# ABOUT THIS EXERCISE
Filter this material down to the lines that hold "below", copying each one.

◇ ◇ ◇ ◇

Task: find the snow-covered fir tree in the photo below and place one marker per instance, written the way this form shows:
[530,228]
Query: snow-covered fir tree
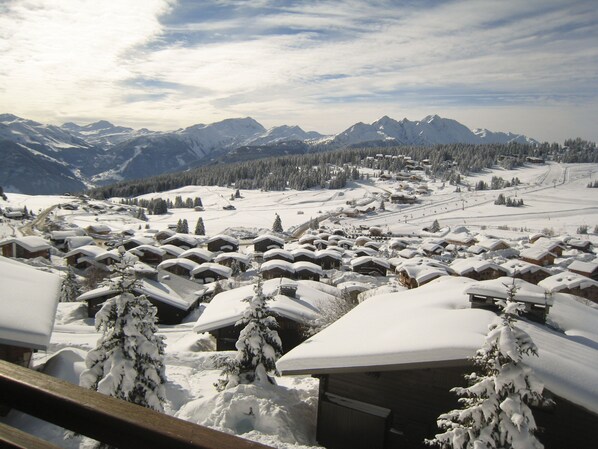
[182,226]
[199,227]
[496,411]
[128,361]
[277,225]
[258,346]
[69,290]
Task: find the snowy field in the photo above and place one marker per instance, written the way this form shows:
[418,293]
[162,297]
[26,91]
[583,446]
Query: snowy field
[555,197]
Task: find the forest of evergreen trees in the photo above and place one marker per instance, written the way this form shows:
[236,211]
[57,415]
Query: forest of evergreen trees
[333,169]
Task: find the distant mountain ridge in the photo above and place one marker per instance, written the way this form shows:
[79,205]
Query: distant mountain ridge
[72,156]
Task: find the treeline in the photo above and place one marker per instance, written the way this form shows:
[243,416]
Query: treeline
[333,169]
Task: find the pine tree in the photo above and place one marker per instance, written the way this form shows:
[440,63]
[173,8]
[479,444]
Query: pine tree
[69,290]
[277,225]
[182,226]
[495,411]
[128,361]
[199,227]
[258,346]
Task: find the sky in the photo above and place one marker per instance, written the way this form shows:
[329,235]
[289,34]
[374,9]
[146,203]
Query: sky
[528,67]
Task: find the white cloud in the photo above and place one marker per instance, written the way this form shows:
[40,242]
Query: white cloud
[323,65]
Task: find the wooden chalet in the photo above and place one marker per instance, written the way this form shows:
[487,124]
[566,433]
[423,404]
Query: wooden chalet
[160,236]
[267,242]
[171,251]
[572,283]
[537,300]
[278,254]
[178,266]
[83,257]
[554,246]
[526,271]
[98,229]
[184,241]
[134,242]
[27,247]
[29,299]
[149,254]
[59,238]
[478,270]
[277,268]
[402,198]
[329,259]
[303,255]
[588,269]
[234,260]
[365,251]
[580,245]
[538,256]
[294,305]
[210,272]
[223,243]
[386,370]
[198,255]
[372,266]
[307,271]
[171,306]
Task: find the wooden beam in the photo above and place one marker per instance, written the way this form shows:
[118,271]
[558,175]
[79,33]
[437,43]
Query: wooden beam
[104,418]
[17,439]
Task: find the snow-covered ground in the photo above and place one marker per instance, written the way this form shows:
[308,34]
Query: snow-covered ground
[555,198]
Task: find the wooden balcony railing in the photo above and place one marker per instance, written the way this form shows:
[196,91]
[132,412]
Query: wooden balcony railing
[109,420]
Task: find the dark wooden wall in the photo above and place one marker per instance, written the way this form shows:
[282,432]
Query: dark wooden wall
[418,397]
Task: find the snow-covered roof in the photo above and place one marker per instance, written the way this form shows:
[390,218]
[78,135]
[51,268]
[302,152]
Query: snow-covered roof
[521,266]
[303,252]
[91,251]
[141,249]
[497,288]
[62,235]
[98,227]
[28,301]
[369,259]
[215,267]
[199,252]
[243,258]
[140,240]
[328,253]
[172,249]
[226,238]
[307,266]
[152,289]
[31,243]
[189,239]
[274,252]
[226,308]
[434,326]
[464,266]
[185,263]
[535,252]
[271,237]
[584,267]
[492,244]
[277,264]
[567,280]
[78,241]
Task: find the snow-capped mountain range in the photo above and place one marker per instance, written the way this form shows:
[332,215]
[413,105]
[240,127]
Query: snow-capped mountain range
[39,158]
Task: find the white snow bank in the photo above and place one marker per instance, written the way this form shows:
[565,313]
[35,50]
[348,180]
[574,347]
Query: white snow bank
[269,414]
[28,301]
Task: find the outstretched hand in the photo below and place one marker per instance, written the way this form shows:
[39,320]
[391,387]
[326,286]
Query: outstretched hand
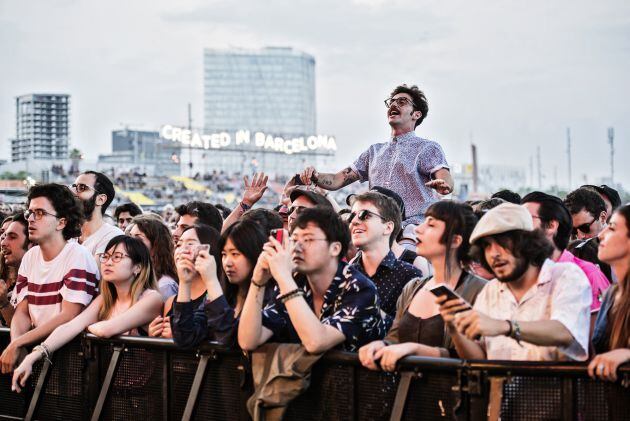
[440,185]
[254,191]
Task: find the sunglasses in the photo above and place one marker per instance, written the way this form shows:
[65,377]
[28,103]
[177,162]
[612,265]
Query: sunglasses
[296,209]
[584,228]
[363,215]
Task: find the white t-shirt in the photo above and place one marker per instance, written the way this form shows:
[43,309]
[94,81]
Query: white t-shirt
[97,242]
[71,276]
[562,293]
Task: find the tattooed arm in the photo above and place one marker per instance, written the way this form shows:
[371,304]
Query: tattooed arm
[329,181]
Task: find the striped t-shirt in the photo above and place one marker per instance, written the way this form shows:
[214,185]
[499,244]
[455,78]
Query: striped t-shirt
[71,276]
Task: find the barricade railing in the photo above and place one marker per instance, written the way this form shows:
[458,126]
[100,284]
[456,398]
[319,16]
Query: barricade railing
[145,378]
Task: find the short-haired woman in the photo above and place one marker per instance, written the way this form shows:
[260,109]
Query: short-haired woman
[418,329]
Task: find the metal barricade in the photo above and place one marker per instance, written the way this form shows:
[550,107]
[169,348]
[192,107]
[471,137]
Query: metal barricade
[144,378]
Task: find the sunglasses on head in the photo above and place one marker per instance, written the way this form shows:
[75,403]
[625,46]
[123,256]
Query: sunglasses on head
[363,215]
[584,228]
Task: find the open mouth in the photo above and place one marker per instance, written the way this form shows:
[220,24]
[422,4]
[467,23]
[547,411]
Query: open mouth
[499,265]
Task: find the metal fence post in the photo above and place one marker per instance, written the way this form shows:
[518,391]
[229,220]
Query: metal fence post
[41,381]
[196,387]
[109,377]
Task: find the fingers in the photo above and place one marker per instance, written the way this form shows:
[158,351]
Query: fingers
[592,366]
[367,357]
[156,327]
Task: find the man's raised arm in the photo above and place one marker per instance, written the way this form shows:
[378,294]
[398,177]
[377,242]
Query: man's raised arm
[329,181]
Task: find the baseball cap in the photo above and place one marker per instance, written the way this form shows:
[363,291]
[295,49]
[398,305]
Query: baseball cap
[503,218]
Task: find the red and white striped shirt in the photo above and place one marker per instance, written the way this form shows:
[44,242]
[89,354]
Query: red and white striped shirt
[71,276]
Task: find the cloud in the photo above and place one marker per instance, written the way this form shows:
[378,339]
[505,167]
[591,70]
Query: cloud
[515,75]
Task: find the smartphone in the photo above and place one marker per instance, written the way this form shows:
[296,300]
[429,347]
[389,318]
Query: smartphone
[441,290]
[199,247]
[278,234]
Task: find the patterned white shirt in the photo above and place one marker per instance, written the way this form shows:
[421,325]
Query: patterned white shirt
[562,293]
[403,165]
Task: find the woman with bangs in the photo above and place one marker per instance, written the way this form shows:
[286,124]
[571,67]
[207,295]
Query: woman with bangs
[128,301]
[418,329]
[152,231]
[611,337]
[217,319]
[197,243]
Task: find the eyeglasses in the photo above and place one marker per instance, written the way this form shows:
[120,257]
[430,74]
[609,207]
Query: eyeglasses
[305,242]
[363,215]
[296,209]
[584,228]
[80,187]
[116,257]
[39,214]
[400,102]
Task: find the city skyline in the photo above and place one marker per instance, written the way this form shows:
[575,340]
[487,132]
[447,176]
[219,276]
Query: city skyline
[489,76]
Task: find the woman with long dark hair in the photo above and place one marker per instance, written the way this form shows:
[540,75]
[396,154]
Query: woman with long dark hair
[217,320]
[611,337]
[127,302]
[418,329]
[157,237]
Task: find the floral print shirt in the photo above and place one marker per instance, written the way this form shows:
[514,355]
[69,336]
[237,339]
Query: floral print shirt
[350,305]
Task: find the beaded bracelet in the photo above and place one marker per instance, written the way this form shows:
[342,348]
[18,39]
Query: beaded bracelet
[43,350]
[291,294]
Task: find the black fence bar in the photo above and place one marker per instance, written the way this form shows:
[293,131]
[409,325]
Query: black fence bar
[156,380]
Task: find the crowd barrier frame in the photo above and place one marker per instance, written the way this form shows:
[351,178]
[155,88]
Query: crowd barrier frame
[149,378]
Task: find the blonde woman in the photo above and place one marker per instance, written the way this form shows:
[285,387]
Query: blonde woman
[129,300]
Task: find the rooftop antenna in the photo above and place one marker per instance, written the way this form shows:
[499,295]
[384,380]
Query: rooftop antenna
[611,142]
[569,155]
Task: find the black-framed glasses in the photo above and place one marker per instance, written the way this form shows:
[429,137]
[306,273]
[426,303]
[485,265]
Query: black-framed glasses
[116,257]
[400,102]
[297,209]
[305,242]
[81,187]
[38,214]
[363,215]
[585,228]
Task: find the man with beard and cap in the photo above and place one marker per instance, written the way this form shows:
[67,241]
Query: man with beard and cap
[96,192]
[535,309]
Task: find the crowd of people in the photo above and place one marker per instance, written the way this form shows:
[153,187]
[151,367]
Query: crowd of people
[399,271]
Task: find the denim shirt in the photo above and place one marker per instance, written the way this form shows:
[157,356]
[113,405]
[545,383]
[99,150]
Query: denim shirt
[600,339]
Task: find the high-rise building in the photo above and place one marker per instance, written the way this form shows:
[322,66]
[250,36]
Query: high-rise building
[42,127]
[264,101]
[142,150]
[271,90]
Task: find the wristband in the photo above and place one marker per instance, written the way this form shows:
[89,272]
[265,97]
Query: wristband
[291,294]
[257,285]
[516,332]
[509,333]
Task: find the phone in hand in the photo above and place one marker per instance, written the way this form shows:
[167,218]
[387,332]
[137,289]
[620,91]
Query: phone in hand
[278,234]
[199,247]
[441,290]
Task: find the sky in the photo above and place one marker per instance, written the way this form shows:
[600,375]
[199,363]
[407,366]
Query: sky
[507,76]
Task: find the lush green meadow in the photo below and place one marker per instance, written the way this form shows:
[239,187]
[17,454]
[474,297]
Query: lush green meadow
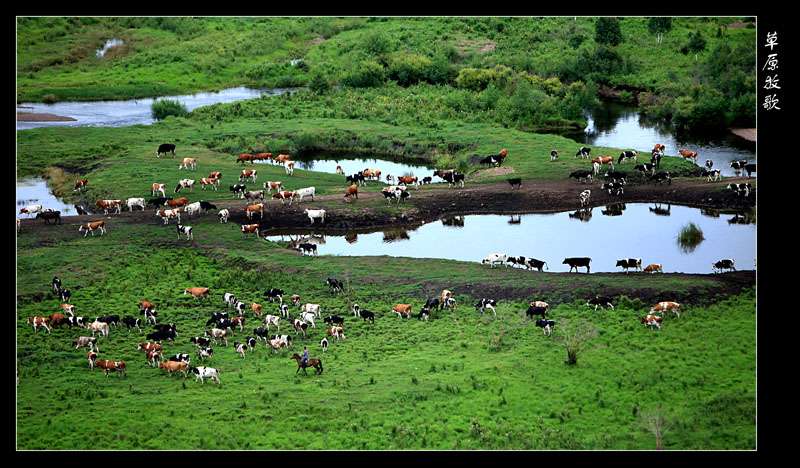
[460,381]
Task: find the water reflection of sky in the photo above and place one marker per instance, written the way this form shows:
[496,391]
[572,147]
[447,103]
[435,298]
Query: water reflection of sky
[638,232]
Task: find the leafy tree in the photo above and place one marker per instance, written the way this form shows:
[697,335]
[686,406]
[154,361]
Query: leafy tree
[607,31]
[658,26]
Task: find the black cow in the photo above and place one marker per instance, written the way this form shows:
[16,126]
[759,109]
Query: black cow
[726,264]
[238,188]
[47,215]
[454,178]
[162,335]
[336,285]
[180,357]
[307,248]
[334,319]
[536,310]
[616,176]
[618,188]
[627,155]
[581,175]
[575,262]
[645,168]
[630,263]
[200,341]
[165,148]
[207,206]
[131,322]
[273,293]
[660,177]
[546,326]
[600,301]
[398,195]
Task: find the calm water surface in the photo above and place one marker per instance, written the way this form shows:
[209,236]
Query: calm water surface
[646,231]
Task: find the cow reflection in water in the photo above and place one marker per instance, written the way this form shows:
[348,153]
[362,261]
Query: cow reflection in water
[584,214]
[614,209]
[743,218]
[659,210]
[394,236]
[456,221]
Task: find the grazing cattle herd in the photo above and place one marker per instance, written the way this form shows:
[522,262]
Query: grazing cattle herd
[221,326]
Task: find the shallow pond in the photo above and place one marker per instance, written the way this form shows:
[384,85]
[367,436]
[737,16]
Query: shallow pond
[604,234]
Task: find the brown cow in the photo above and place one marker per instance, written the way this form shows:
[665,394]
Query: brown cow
[198,292]
[118,366]
[173,366]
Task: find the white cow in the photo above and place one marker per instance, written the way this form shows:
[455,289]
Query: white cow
[316,214]
[495,258]
[131,202]
[304,193]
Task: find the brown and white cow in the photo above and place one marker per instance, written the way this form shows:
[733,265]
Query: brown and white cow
[336,332]
[244,157]
[253,209]
[687,154]
[201,293]
[166,215]
[174,366]
[93,226]
[352,191]
[277,185]
[106,205]
[285,195]
[209,181]
[159,188]
[187,163]
[40,322]
[652,321]
[401,309]
[250,229]
[118,366]
[653,268]
[148,346]
[91,356]
[666,306]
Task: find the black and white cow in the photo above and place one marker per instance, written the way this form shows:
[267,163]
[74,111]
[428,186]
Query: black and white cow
[536,310]
[575,262]
[724,264]
[645,168]
[711,175]
[546,326]
[238,189]
[272,293]
[617,188]
[484,304]
[335,285]
[581,176]
[625,155]
[630,263]
[200,341]
[131,322]
[741,190]
[600,301]
[584,152]
[660,177]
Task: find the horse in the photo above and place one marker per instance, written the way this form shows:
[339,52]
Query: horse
[312,362]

◇ ◇ ◇ ◇

# RESPONSE TO THE TASK
Task: find the snow-covered fir tree in the photo below and place one marker per instance, written the way this form shows:
Task: find the outstretched hand in the photo below and place one marker per instance, written the way this form shows:
Task: find the lush green meadow in the photo below and place one marker per instance, written the way this form shows:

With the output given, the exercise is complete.